Au final, Italiens et Français commencent à “se mélanger” : les Transalpins sont acceptés dans la « famille française » à partir des années 1960. Les Français s’approprient les éléments culturels italiens. Ainsi, à Sète, la tielle[5] devient un symbole de la ville. Les grands chefs cuisiniers s’intéressent de près à la polenta aussi, à la base un plat nommé “plat du pauvre” et peu valorisant. En outre, l’immigration laisse quelques personnalités françaises, souvent issues de parents italiens qui ont migré. Pour le Sud-Ouest, nous avons Léon Gambetta, né à Cahors en 1838, célèbre pour avoir proclamé la IIIe République. Nous pouvons ajouter Fabrice Luchini, Lino Ventura ou Coluche.
Conclusion
Les qualités de travail et apports culturels des italiens ont permis à ces derniers de s’intégrer progressivement, malgré des heurts, en Occitanie et plus largement en France au cours du XXe siècle. Il est possible de faire un parallèle aux immigrés polonais, espagnols, portugais et maghrébins.

## Énoncé écrit 1
Renvoie toutes les lignes des enregistrements qui contiennent le mot « background », en tenant compte de la casse.
Le texte et les enregistrements sont indépendants l'un de l'autre.

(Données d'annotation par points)
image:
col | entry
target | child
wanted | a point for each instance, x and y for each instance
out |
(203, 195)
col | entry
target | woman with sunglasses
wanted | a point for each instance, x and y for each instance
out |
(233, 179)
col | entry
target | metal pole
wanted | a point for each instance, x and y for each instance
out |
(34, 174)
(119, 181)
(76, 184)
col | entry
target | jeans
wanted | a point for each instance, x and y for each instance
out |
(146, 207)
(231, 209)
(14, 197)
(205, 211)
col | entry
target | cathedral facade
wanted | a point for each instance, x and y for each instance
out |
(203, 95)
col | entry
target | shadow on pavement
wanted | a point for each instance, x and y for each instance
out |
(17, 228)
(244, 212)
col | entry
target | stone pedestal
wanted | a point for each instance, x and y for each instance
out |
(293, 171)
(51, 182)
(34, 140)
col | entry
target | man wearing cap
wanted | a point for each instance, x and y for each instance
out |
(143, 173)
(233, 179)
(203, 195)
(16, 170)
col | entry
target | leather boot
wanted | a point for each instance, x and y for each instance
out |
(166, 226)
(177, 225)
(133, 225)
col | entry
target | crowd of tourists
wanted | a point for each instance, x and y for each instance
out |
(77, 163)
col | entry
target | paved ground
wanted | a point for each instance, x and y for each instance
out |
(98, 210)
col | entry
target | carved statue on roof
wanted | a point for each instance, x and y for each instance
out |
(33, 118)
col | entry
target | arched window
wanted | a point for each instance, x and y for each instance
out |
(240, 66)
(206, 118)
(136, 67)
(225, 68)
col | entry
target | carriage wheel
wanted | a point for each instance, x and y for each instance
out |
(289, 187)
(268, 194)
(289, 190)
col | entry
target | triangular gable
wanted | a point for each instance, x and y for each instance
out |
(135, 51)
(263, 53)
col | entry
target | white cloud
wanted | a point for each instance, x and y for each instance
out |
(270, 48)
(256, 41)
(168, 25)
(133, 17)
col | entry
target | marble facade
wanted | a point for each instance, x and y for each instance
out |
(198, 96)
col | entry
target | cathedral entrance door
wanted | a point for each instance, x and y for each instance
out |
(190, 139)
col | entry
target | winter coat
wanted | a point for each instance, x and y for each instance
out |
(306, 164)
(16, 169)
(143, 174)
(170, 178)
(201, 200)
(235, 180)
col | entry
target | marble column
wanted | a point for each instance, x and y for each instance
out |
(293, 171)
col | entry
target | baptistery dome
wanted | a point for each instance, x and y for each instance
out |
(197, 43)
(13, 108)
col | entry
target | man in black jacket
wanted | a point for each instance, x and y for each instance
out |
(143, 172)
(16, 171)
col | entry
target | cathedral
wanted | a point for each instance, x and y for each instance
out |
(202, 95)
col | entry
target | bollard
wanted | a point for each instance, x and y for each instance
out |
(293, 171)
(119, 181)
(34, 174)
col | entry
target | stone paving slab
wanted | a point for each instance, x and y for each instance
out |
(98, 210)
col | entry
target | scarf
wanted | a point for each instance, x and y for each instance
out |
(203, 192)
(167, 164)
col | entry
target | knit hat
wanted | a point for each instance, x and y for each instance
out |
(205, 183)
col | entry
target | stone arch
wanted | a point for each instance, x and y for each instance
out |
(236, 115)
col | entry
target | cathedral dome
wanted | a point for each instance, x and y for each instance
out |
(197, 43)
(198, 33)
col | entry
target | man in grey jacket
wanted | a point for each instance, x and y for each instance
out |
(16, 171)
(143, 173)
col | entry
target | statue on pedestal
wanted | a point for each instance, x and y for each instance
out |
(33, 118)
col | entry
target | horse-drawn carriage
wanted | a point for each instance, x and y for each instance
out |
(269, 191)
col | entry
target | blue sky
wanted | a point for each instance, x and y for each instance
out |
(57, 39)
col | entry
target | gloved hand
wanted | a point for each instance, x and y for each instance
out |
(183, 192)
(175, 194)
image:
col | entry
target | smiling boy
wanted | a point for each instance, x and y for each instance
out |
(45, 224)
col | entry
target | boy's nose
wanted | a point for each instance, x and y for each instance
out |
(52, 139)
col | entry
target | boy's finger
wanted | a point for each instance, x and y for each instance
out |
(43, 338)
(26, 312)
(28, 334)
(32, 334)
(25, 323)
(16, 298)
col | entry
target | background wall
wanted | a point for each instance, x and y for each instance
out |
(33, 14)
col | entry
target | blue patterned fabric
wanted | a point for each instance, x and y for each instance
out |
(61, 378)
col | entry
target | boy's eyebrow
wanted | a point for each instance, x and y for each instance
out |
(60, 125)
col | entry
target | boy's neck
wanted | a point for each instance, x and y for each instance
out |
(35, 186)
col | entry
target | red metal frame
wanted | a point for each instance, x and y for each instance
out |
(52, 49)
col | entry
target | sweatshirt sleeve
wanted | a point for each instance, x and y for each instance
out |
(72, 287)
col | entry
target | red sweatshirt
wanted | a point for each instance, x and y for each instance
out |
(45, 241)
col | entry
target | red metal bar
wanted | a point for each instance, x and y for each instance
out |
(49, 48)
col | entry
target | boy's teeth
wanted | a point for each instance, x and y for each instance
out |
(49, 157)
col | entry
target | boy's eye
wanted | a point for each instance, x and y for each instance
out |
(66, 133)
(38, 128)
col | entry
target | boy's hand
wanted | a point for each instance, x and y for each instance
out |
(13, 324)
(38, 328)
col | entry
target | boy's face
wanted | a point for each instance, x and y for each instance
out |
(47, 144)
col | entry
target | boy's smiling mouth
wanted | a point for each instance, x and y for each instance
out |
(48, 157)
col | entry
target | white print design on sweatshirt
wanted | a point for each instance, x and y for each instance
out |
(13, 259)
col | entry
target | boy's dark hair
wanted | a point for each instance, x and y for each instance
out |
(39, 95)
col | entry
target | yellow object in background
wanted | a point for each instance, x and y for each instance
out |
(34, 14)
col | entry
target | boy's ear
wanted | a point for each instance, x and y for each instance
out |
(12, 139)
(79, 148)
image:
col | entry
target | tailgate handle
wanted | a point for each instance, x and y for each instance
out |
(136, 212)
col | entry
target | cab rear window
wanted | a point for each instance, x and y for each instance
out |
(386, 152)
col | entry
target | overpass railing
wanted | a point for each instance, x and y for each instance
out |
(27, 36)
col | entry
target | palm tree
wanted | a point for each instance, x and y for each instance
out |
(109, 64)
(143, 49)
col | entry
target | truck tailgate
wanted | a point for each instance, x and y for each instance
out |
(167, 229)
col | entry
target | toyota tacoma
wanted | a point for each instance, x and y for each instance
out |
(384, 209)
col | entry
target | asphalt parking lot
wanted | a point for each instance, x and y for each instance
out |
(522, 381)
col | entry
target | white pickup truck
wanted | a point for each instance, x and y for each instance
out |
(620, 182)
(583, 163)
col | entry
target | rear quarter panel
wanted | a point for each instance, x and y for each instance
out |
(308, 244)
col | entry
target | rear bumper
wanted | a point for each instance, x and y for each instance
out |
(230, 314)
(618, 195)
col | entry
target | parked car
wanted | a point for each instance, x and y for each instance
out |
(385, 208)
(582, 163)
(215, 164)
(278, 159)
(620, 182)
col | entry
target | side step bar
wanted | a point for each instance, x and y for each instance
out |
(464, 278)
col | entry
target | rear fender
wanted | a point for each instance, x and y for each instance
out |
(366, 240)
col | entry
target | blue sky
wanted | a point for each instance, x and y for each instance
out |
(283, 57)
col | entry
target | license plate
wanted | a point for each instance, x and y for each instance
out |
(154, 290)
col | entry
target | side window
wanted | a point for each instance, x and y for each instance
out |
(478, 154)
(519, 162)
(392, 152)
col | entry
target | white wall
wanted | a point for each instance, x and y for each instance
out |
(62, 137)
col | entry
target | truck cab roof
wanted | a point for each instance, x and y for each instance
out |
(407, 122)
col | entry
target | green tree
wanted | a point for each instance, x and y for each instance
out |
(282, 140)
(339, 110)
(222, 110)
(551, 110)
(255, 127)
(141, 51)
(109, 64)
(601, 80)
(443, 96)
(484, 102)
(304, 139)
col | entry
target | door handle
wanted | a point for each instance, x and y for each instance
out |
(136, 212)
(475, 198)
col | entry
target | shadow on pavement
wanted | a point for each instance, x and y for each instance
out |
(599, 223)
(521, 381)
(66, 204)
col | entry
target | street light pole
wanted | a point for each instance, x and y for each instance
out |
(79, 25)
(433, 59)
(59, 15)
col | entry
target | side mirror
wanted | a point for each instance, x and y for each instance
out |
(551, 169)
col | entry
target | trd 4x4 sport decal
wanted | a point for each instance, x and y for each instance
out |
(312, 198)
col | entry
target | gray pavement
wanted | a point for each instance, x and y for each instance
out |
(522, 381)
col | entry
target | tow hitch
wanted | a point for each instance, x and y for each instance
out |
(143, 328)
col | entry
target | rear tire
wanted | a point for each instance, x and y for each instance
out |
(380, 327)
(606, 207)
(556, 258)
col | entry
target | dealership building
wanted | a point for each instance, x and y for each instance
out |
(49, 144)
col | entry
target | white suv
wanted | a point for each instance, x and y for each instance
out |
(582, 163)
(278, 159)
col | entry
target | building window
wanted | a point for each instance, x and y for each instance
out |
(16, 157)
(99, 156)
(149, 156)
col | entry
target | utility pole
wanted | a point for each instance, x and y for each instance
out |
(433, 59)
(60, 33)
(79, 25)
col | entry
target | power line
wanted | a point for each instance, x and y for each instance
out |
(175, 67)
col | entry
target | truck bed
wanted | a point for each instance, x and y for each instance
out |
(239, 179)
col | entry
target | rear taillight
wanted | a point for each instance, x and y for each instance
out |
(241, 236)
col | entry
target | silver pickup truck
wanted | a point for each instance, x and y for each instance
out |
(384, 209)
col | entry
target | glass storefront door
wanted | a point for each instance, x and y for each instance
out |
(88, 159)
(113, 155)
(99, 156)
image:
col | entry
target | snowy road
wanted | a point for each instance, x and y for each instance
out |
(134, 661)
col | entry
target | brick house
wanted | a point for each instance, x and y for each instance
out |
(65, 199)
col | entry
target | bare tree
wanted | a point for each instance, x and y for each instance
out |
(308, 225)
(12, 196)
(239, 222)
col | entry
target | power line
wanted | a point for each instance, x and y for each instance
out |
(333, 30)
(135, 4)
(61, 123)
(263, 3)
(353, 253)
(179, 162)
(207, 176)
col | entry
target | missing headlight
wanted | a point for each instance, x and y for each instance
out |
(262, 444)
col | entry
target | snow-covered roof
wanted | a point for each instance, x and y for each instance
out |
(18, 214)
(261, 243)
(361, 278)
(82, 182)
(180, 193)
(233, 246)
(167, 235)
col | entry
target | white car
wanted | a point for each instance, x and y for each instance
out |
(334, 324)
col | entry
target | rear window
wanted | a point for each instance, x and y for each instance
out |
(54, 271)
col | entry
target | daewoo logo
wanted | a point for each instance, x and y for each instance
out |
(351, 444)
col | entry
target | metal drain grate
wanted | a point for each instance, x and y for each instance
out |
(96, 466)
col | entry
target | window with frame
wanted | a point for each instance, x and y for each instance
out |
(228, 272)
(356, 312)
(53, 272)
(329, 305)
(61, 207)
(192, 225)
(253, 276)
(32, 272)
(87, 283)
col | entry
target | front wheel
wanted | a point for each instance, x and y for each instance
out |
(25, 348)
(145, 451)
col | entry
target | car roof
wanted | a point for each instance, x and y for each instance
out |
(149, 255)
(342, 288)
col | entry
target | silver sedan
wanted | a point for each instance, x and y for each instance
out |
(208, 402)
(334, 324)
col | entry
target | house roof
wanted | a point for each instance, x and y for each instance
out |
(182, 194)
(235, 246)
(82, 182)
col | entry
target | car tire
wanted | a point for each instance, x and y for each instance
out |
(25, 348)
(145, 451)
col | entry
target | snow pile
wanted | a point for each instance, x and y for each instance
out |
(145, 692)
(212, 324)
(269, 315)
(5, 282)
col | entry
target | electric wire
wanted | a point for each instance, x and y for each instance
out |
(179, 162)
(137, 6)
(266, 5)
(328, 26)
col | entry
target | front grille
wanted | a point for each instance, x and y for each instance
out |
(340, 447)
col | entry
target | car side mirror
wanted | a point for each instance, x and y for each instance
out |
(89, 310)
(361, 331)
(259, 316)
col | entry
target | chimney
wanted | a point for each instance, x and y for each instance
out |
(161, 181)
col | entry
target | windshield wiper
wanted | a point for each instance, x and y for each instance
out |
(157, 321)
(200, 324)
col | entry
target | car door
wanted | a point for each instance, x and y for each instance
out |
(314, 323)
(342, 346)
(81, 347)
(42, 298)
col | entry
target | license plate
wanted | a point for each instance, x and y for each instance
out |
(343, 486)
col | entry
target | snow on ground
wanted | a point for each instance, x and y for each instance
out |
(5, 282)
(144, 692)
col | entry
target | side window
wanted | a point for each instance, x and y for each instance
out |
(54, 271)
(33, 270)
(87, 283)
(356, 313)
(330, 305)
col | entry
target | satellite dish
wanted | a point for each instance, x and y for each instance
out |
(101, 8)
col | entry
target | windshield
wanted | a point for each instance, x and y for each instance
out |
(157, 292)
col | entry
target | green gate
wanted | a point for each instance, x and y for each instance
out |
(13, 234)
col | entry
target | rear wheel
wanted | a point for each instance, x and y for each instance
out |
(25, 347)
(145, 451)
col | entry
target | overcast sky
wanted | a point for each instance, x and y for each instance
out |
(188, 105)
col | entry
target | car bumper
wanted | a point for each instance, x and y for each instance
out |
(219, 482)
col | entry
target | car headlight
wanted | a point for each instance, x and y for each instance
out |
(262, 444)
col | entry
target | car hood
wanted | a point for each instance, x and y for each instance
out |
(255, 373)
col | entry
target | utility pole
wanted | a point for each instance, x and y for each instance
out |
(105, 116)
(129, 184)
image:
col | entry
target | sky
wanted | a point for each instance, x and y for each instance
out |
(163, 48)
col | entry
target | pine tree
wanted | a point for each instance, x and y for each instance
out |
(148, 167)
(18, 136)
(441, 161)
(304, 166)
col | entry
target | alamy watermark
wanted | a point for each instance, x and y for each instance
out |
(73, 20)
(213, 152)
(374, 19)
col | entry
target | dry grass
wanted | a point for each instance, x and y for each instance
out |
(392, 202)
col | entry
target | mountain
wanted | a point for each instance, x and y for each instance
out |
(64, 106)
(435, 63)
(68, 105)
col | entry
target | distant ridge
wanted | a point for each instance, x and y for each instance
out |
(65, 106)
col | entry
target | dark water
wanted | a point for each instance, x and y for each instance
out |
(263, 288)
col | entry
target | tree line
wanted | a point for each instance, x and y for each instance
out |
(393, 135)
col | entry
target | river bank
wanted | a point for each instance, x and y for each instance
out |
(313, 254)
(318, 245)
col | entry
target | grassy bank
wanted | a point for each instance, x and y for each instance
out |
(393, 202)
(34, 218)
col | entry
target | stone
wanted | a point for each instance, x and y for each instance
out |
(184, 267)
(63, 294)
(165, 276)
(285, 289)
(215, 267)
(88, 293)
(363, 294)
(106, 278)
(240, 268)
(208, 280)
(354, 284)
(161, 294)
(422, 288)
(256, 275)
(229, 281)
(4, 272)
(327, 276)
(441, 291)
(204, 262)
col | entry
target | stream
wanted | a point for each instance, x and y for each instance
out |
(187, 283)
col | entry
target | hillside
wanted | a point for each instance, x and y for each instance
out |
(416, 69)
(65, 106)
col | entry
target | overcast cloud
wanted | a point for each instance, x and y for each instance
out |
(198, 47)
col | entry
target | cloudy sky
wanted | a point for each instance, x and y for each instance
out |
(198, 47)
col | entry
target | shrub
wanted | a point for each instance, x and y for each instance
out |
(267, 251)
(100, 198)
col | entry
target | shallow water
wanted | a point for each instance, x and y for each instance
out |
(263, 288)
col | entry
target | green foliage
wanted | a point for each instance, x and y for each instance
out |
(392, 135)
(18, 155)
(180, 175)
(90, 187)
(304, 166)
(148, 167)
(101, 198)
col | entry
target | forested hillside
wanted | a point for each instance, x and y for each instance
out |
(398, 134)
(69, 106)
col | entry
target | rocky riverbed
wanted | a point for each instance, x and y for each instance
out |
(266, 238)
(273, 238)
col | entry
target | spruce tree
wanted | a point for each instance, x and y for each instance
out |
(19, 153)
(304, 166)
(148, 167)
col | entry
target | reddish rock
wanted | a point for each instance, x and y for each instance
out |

## Énoncé écrit 2
Selon le texte sur l'immigration italienne, dans quelle ville et en quelle année Léon Gambetta est-il né ?

## Résultat attendu 1
target | background wall
target | yellow object in background

## Résultat attendu 2
À Cahors, en 1838.